◆ TASK DIRECTIONS ◆
Write out the entries, please, from the line containing "white trim, giving" through their final line, exactly and with nothing else.

★ ★ ★ ★

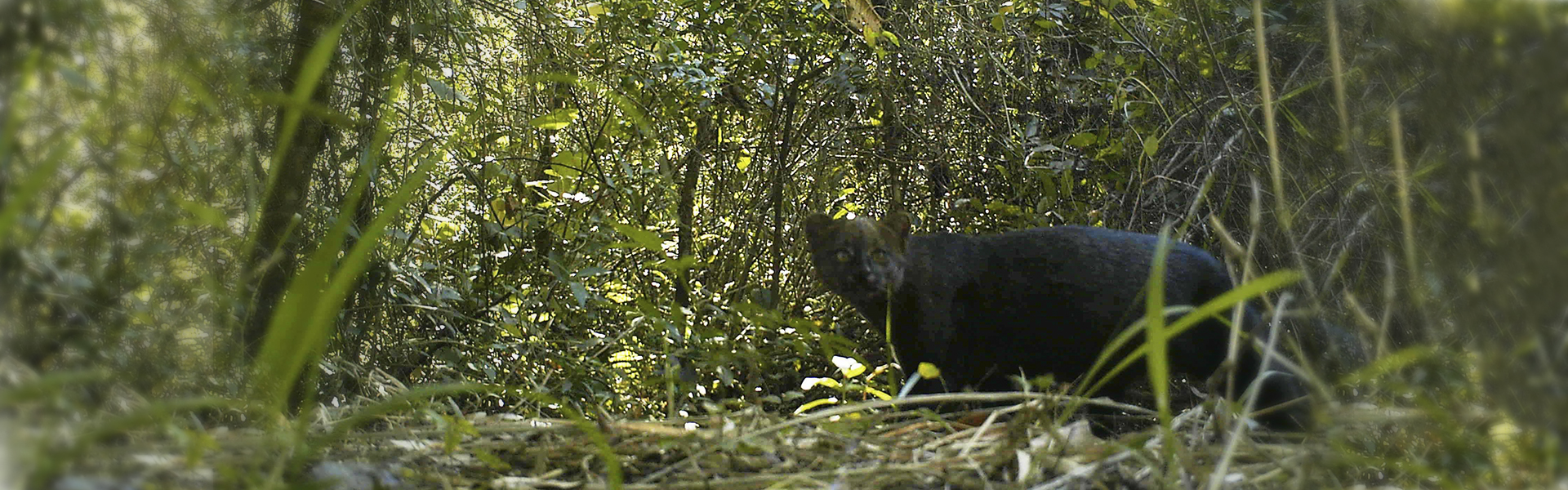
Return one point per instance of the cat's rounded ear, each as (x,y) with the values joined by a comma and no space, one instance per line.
(816,225)
(899,222)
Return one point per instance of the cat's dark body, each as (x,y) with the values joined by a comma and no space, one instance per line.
(1034,302)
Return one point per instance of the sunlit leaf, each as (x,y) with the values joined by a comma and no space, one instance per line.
(555,120)
(642,238)
(1082,140)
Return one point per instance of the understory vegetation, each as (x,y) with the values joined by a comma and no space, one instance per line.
(555,244)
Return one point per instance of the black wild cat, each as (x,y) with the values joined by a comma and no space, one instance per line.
(1043,301)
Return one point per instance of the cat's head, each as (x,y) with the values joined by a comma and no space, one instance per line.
(860,260)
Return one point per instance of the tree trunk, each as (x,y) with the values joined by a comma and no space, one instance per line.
(693,163)
(274,256)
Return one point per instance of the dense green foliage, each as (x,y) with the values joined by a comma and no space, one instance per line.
(608,216)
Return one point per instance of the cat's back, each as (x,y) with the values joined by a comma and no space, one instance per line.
(1082,253)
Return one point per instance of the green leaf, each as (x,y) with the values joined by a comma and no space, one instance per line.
(1082,140)
(814,404)
(642,238)
(555,120)
(444,91)
(849,367)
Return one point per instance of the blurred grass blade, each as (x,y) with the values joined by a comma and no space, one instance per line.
(303,321)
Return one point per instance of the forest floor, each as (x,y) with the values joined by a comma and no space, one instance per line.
(852,447)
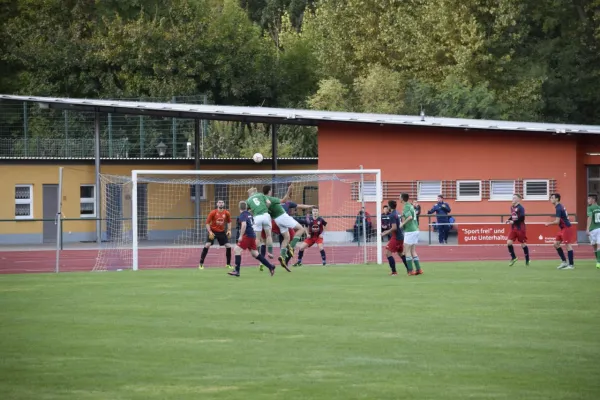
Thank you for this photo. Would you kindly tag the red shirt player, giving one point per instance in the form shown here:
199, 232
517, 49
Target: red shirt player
315, 226
518, 230
566, 235
216, 222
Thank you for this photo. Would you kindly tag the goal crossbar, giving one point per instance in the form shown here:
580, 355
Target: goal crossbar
138, 174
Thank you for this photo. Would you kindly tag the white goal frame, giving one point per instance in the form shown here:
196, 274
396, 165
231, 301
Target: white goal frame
136, 173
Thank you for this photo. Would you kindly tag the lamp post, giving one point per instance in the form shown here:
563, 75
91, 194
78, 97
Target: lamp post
162, 149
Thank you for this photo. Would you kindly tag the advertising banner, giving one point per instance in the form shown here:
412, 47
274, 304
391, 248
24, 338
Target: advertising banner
497, 233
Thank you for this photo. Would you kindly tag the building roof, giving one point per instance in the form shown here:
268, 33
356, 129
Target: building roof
291, 116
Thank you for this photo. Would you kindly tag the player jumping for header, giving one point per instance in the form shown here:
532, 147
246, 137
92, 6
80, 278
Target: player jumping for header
518, 230
411, 235
316, 228
247, 241
593, 225
259, 205
284, 223
217, 221
396, 242
566, 234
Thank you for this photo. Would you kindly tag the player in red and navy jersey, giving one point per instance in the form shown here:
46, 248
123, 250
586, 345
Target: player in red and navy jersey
518, 230
247, 241
315, 226
566, 235
396, 242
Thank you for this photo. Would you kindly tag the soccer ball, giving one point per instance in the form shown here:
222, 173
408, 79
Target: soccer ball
257, 157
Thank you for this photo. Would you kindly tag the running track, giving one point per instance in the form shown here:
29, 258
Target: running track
40, 261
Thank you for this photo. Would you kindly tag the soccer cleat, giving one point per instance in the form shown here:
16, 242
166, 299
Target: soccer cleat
283, 264
562, 265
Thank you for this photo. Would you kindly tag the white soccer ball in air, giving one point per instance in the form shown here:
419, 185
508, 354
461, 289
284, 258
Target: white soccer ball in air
257, 157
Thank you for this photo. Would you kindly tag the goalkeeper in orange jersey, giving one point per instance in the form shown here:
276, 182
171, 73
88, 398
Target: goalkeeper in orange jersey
218, 225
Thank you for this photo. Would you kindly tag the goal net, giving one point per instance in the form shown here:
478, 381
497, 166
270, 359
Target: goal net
167, 229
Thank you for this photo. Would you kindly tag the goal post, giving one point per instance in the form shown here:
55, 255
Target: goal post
159, 225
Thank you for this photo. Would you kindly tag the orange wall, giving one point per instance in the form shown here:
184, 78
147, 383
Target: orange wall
412, 154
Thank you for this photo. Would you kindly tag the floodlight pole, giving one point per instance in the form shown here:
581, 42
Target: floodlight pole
97, 191
197, 229
274, 147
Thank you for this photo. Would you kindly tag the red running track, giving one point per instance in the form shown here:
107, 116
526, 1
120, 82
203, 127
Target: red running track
39, 261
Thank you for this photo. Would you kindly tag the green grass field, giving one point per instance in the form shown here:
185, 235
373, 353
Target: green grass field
461, 331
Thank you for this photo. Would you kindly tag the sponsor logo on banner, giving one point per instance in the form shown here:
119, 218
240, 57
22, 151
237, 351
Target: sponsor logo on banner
498, 233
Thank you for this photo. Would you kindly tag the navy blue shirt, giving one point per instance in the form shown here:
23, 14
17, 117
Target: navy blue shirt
289, 204
517, 215
385, 222
395, 219
249, 220
441, 210
561, 212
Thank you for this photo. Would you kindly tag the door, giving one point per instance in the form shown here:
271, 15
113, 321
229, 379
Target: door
114, 217
142, 211
50, 209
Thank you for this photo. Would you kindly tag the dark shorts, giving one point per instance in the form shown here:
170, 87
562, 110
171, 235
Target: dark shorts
395, 245
567, 235
247, 243
311, 241
518, 235
220, 237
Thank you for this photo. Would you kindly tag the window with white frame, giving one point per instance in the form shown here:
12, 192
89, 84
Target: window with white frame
468, 190
87, 201
502, 190
536, 189
23, 201
202, 190
429, 190
369, 190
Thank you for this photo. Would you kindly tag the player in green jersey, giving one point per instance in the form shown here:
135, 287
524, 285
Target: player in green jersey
259, 205
411, 234
284, 223
593, 225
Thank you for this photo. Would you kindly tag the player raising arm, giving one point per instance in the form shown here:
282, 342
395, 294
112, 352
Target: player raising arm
396, 242
566, 234
284, 222
518, 230
247, 241
593, 225
316, 227
218, 225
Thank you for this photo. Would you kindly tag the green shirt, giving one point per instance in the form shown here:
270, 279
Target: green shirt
275, 209
594, 212
258, 204
409, 211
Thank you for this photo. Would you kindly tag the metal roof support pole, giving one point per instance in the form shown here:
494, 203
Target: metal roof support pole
197, 223
97, 162
274, 147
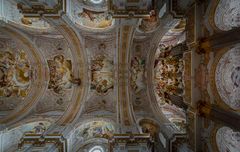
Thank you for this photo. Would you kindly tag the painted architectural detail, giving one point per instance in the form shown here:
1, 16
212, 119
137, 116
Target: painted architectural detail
176, 35
93, 19
102, 74
150, 24
94, 129
13, 136
137, 74
91, 14
61, 77
14, 15
15, 73
227, 14
227, 78
227, 140
168, 75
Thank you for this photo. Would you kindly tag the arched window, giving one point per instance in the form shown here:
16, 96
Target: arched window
96, 149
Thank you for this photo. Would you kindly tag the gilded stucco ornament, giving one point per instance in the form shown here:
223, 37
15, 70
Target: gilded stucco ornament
227, 14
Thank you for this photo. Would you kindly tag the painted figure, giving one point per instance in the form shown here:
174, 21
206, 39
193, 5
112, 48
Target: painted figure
102, 74
15, 74
61, 77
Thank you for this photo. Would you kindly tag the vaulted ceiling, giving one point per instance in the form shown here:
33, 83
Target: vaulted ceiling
73, 67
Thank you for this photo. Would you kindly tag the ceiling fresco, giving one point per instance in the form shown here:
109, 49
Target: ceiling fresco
151, 23
13, 136
60, 79
102, 94
30, 23
168, 75
91, 15
17, 75
90, 132
96, 68
176, 35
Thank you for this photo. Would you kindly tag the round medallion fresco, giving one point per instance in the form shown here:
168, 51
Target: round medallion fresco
227, 78
227, 140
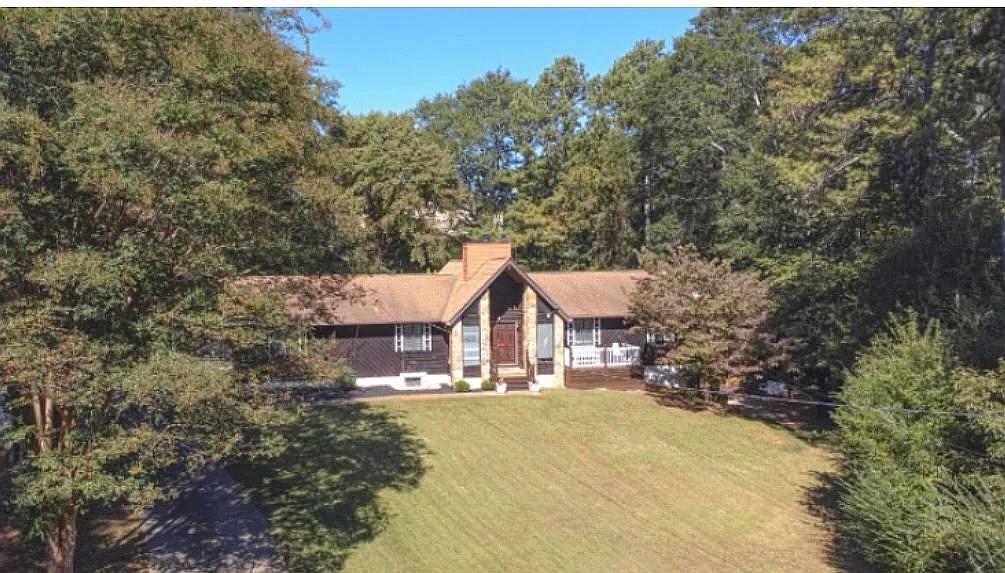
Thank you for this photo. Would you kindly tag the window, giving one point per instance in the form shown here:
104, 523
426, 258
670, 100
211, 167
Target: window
584, 332
656, 338
472, 345
413, 338
546, 341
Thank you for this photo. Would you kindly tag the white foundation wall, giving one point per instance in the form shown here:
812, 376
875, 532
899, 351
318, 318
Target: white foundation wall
428, 382
547, 381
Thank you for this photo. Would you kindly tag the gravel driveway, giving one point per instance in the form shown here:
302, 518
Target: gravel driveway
210, 528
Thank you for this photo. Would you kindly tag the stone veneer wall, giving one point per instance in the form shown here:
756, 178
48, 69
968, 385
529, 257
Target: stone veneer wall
485, 322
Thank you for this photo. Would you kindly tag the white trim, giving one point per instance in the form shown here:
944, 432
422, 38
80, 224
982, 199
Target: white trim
571, 332
427, 337
428, 381
547, 380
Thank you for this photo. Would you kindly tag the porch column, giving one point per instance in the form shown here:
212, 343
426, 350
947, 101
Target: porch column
457, 351
531, 327
485, 324
559, 359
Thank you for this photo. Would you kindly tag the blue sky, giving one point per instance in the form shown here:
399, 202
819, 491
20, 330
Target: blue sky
388, 58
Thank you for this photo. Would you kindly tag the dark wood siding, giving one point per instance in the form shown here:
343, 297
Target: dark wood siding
369, 350
616, 331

★ ★ ★ ★

◆ COMPLETE OUTPUT ◆
Thank you for this photo. Would you kindly tag the white trim, giving one point per instance in the form shown here:
944, 432
422, 38
80, 224
982, 199
Target: white trim
571, 332
427, 337
428, 381
547, 380
Thank you for this photo. Would you kindly tag the porch column, giving one point per instance in the form shown here:
212, 343
426, 350
947, 101
Target: porch column
457, 351
531, 327
485, 324
559, 359
Thank you for this photo. Would you kindly tag the blue sky, giving one point per instance in the form shown here:
399, 202
819, 491
20, 330
Target: blue sky
388, 58
Thank you for this photo. Would you kindly tag the dark wood siding, giving one point per instance in the form shown here:
343, 297
Target: dark wood siding
369, 350
616, 331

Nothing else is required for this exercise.